About this exercise
Look through the entries below for the line that contains "The service MUST return one point per instance of the rocky", then set down that line and each one after it exactly, through the last.

Material for this task
────────────────────────────────────────

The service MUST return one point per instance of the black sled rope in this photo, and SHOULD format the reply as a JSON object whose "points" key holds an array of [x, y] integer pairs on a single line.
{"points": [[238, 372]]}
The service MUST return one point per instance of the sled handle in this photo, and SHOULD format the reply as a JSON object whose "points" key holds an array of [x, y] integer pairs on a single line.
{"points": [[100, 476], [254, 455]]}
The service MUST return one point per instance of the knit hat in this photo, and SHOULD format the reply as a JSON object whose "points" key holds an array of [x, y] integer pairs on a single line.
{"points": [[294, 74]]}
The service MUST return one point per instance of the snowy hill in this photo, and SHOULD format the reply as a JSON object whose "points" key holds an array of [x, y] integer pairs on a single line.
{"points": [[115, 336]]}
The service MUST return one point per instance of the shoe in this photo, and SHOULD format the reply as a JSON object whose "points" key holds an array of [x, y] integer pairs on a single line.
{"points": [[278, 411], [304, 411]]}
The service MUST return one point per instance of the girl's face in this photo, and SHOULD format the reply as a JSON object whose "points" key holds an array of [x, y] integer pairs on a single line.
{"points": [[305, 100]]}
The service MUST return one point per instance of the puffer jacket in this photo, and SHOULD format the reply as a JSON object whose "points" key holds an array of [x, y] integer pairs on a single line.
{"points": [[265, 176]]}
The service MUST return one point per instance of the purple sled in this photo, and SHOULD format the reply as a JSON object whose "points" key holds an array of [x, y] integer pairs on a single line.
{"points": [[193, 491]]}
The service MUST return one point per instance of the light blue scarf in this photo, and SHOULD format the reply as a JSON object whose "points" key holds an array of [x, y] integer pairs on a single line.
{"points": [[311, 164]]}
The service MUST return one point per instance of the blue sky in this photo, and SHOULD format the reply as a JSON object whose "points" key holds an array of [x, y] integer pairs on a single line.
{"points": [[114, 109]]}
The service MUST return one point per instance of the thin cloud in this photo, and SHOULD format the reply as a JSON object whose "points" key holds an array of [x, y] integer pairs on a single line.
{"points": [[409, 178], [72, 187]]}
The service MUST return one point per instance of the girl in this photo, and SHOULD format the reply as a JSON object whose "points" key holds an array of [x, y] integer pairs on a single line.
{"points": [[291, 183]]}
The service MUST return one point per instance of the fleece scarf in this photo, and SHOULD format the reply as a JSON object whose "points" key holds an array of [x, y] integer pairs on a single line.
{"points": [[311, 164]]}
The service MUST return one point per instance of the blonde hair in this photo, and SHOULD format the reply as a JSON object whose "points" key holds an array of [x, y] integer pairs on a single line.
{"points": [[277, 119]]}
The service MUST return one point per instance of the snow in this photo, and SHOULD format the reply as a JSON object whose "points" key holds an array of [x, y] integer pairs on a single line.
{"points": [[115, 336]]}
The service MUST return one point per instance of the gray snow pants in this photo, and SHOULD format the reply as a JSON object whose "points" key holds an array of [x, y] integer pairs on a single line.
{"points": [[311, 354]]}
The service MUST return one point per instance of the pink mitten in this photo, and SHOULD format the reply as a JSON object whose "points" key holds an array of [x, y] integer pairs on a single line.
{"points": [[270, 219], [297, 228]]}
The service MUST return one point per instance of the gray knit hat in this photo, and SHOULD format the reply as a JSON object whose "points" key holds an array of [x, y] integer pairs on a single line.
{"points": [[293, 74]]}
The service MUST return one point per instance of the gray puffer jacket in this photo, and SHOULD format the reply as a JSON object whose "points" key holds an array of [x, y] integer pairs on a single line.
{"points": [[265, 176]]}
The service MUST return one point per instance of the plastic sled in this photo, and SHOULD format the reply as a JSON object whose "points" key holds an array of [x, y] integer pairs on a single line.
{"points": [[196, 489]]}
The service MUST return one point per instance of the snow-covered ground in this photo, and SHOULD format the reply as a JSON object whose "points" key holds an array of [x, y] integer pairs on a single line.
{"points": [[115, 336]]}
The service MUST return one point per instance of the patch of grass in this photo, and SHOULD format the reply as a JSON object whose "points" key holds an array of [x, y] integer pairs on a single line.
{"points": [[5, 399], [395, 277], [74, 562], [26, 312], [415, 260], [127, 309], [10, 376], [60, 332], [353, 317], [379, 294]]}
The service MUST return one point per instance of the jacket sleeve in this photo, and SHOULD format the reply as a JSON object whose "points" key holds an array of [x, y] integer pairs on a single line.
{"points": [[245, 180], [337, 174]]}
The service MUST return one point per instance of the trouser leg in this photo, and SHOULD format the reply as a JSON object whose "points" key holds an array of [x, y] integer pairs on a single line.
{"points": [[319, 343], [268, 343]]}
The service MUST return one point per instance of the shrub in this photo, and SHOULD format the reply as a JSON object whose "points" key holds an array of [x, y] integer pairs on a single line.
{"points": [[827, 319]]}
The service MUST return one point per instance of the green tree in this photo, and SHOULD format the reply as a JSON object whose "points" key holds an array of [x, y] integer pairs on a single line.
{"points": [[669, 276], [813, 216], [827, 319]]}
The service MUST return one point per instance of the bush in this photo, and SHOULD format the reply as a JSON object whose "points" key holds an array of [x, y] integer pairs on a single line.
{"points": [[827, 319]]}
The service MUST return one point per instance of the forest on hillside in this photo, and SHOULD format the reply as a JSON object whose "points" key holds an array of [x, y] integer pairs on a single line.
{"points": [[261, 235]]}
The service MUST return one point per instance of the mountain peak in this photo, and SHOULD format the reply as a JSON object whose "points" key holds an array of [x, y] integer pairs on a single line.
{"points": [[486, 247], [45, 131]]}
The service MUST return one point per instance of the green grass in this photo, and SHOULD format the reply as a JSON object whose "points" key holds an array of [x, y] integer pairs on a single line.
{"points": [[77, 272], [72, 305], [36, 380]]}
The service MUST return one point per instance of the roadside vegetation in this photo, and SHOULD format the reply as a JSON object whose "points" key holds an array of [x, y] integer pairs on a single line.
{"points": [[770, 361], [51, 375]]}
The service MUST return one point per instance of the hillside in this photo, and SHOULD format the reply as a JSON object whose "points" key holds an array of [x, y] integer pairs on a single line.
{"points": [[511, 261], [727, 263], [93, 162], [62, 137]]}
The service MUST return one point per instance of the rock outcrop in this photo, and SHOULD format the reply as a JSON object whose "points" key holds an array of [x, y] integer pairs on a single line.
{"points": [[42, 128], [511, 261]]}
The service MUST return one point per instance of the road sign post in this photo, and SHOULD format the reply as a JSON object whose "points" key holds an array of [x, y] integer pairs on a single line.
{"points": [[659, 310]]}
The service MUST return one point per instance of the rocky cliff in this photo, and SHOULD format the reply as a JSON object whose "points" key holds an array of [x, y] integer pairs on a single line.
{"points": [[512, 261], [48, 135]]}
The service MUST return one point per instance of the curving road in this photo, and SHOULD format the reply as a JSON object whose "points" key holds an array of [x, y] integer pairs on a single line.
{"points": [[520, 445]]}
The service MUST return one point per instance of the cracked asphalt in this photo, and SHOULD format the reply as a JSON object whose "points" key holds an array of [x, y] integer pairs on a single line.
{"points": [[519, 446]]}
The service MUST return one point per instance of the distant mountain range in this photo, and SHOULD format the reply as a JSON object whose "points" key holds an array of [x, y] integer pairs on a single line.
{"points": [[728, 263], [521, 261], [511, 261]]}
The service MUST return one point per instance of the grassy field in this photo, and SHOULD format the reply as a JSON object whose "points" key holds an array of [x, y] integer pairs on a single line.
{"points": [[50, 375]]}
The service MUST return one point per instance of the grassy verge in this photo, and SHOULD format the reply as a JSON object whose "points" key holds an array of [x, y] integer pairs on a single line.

────────────────────────────────────────

Written reply
The service MUST return one point per instance of the rocky cliff in this photo, and SHOULD format the reply as a JSON object whose "points" key holds an array of [x, y] integer pairs on a single line.
{"points": [[512, 261], [48, 135]]}
The service MUST return one point per instance of the curving road in this photo, and SHOULD format the reply as a JSON object whose "points" key holds an array of [x, y] integer pairs on a single line.
{"points": [[520, 445]]}
The service MUST return one point per instance of the cracked asphalt in this photo, and SHOULD format the reply as a JSON object whose "points" key holds an array of [x, y] integer pairs on a single line.
{"points": [[519, 446]]}
The service MUST return one point per instance of the distant mountain range in this photo, and SHOULD format the reply as a JSON object whose "points" key holds an array of [x, y] integer pairs on a single line.
{"points": [[728, 263], [521, 261], [511, 261]]}
The service MUST return one point per instance of the grassy field in this photo, and SHOULD format the reply as a JSON object whose "points" key holds an array of [x, y] integer pairs on a single line.
{"points": [[50, 375]]}
The service MUST return one point per instance of the grassy verge in this photo, and SHOULD format the reply as a JSON object whose "points" key holds an array of [x, y] integer pairs on a single line.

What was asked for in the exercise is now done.